> _Task goal_
Below are some records; retype all of them exactly.

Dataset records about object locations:
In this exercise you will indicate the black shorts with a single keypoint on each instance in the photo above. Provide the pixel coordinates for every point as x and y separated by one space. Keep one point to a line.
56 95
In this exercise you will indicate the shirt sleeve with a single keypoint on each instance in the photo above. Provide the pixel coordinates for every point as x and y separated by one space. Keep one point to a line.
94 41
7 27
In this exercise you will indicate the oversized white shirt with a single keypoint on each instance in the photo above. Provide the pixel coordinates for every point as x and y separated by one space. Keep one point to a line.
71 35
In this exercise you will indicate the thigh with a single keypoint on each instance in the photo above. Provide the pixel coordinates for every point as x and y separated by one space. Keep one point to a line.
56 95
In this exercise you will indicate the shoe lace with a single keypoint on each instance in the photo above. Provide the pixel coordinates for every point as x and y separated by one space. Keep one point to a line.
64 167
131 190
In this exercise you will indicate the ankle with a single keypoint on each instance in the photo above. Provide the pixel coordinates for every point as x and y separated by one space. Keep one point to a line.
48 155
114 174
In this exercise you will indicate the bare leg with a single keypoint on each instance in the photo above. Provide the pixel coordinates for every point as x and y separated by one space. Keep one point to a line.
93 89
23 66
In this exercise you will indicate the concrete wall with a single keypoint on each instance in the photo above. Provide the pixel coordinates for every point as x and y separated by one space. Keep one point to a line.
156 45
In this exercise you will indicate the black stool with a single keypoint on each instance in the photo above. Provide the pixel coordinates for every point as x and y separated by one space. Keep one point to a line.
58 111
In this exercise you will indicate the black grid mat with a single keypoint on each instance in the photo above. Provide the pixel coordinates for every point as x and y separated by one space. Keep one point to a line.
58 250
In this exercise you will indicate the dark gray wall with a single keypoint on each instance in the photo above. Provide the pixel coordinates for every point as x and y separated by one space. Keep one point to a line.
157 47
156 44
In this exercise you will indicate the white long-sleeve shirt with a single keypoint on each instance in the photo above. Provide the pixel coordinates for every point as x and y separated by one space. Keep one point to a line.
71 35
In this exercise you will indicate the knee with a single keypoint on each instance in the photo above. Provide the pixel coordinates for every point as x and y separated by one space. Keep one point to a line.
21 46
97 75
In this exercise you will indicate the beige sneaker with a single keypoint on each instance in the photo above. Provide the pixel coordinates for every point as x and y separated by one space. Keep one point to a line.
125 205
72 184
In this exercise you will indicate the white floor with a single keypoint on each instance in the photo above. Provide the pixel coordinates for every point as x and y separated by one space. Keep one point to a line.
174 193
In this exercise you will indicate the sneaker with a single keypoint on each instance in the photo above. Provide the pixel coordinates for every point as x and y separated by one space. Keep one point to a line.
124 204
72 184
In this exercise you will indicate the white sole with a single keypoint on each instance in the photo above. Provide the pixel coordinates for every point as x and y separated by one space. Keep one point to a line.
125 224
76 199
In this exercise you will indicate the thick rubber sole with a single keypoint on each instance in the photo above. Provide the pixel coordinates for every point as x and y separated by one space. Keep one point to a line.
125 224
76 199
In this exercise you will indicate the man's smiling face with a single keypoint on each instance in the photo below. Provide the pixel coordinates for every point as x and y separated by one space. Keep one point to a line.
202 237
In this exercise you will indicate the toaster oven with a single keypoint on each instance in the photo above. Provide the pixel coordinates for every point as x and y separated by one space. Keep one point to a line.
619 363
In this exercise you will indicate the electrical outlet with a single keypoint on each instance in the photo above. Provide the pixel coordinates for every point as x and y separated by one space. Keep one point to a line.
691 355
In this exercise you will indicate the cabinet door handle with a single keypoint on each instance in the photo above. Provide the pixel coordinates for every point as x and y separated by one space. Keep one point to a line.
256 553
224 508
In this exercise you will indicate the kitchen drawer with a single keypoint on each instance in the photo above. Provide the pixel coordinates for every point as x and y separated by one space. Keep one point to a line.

> _Final answer_
In this exercise you will indicate the black shorts with a single keypoint on each instance in the photo above. Provide the pixel coordinates for every point as x and y separated by one space. Keep one point to a line.
56 95
In this exercise you will indicate the shirt sleeve with a single keypoint on each instance in the photo above. Provide the pixel coordinates for every point as x and y separated by one space. Keep one point to a line.
94 41
7 27
In this exercise you will indicate the oversized white shirt with a single keypoint on each instance in the photo above. Provide the pixel coordinates for every point as x and y separated by one space. Keep one point to a line.
71 35
In this exercise you will indicate the thigh with a single keypoint on each instance in the photo above. Provide the pixel coordinates for every point as x and y separated by one space. Keep one point to a line.
56 95
In this exercise you will indicate the shoe lace with a single keypoint on each instance in the photo above. Provide the pixel coordinates for every point as x and y separated by one space. Keep one point to a line.
64 167
131 190
In this exercise you will indicate the ankle with a single keypoint on each instance in the photo above. Provide the pixel coordinates for every point as x and y separated by one space. Keep one point to a line.
48 155
114 174
In this exercise you will indicate the bare leg with a single keypoint on each instance in the photo above. Provide the pixel coordinates for every point as x and y separated by one space. Keep one point to a line.
93 89
23 66
In this exercise you will indicate the concrete wall with a single keypoint on each instance in the photo above. Provide the pixel coordinates for every point as x and y separated by one space. Keep one point to a line.
156 45
In this exercise you will indicate the black stool with a single keypoint on each instance in the photo above. Provide the pixel coordinates for every point as x and y separated by one space. Keep one point to a line.
58 111
In this exercise you will indicate the black grid mat with a single keypoint on each instance in the photo above. Provide the pixel coordinates for every point as x and y separated by one space. Keep one point to a line.
58 250
In this exercise you will indicate the dark gray wall with a single keypoint on each instance in the photo above. Provide the pixel coordinates for every point as x and y separated by one space. Keep one point to a line.
157 47
156 44
In this exercise you will indicate the white long-sleeve shirt with a single keypoint on each instance in the photo above. Provide the pixel coordinates for every point as x and y separated by one space. Keep one point to a line.
71 35
In this exercise you will indicate the knee with a single keypoint on each instance in the photo above. Provide the pixel coordinates for every point as x and y separated by one space. Keep one point to a line.
21 46
97 75
In this exercise you will indicate the beige sneaker with a single keypoint on each instance in the photo above. Provide the pixel coordinates for every point as x and y separated by one space. Keep one point to a line.
125 205
72 184
In this exercise you will indicate the white floor with a single keypoint on each instance in the photo above. Provide the pixel coordinates for every point as x and y separated by one space. Keep one point to a line.
174 193
In this exercise you will indicate the sneaker with a single keypoint on each instance in the photo above. Provide the pixel coordinates for every point as x and y separated by one space. Keep one point to a line.
124 204
72 184
In this exercise you will indicate the white sole with a single keypoint on each instance in the photo above. Provide the pixel coordinates for every point as x and y separated by one space. Keep one point to a line.
125 224
76 199
In this exercise you will indicate the thick rubber sole with a single keypoint on each instance in the photo above. Provide the pixel coordinates for every point as x and y separated by one space. Keep one point to a line.
125 224
76 199
In this exercise you will indicate the man's smiling face with a single keypoint on each instance in the photo below. Provide the pixel coordinates for every point as x and y separated by one space. Keep one point to a line.
202 237
In this exercise you will indicate the toaster oven with a single keypoint on each instance in the photo above. Provide the pixel coordinates for every point as x and y separated by one space. Keep one point to a line.
619 363
In this exercise you will indicate the electrical outlet with a single keypoint on each instance in the photo above. Provide the pixel coordinates for every point as x and y separated by one space. Keep one point to a line.
691 355
In this exercise you will indicate the cabinet door handle with a single keypoint on each instance in the photo above. Provide the pixel coordinates for every point as x and y separated by one space. Keep one point to a line.
256 553
224 508
In this exercise you will indicate the kitchen drawer with a single keypoint on each instance in the photo above. Provide the pixel coordinates for every point as x and y separated by one space. Keep one point to a line.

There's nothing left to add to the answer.